## PASSAGE SHOWN
The Earth Our Mother – Back to the Garden

 Recently a friend recommended a documentary film: Kiss the Ground. Apparently, it’s available on Netflix. I watched the trailer - https://kissthegroundmovie.com/ It’s about how we can affect the earth in positive ways by how we grow things.

It made me think about my experience with gardens.

Although we lived in an apartment in Kiel, Germany, my parents rented a garden plot on the edge of the city, as did my grandfather. There’s a long tradition of this in many cities in Germany. Sometimes people own the land and pass it down through the family; in other cases they rent a plot. In large cities like Berlin, which has grown every larger, there are garden plot sections within the city scattered here and there from when the edge of the city was different than it is now.

My father trained to become a Gärtner – literal translation gardener – he worked as a landscaper in cities.

My parents had no car, so they used to bike out into the country. I have clear memories of riding on my father’s bike with him (a front side saddle) out to the garden. I’m sure he grew cabbages and potatoes – those were staples in our household – but I mainly remember the sweet yellow plums that grew in the neighbouring plot and leaned over a little into ours. Sometimes I was allowed to eat a couple of those plums.

Years later in Canada, my father worked on farms and the farmers always had gardens. We probably had plots, too, but I don’t remember them. Once we moved into town, into our own house, we definitely had a garden that grew through the years – raspberries, flowers, bushes and trees. We must have had vegetables, too, but I can’t recall.

## GIVEN DATA
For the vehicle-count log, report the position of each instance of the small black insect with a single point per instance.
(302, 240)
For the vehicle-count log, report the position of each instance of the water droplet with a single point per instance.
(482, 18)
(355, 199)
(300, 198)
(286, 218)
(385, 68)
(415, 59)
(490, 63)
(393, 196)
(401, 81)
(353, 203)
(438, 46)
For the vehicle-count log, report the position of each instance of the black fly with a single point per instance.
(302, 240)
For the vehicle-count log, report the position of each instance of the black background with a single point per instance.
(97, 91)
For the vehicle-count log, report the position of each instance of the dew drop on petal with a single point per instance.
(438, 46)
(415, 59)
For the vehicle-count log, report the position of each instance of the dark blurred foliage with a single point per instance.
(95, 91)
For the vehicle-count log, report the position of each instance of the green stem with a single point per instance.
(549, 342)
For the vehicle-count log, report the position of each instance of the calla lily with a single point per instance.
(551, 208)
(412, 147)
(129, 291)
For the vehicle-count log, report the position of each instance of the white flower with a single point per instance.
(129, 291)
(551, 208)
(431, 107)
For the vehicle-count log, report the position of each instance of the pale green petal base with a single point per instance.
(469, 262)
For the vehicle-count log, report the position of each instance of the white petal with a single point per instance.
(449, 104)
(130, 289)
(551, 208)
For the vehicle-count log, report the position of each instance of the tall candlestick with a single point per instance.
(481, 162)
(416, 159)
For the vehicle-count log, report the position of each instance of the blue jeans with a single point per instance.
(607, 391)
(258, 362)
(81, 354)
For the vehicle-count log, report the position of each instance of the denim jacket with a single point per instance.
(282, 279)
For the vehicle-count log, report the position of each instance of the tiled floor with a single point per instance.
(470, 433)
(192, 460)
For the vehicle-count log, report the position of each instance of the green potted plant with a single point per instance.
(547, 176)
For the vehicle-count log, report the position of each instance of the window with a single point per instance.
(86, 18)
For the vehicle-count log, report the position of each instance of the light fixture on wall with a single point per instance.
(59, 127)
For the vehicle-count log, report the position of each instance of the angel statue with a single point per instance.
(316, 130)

## THE REQUEST
Copy word for word the part of the garden memoir from "Recently a friend" up to and including "experience with gardens.".

## TASK SOLUTION
Recently a friend recommended a documentary film: Kiss the Ground. Apparently, it’s available on Netflix. I watched the trailer - https://kissthegroundmovie.com/ It’s about how we can affect the earth in positive ways by how we grow things.

It made me think about my experience with gardens.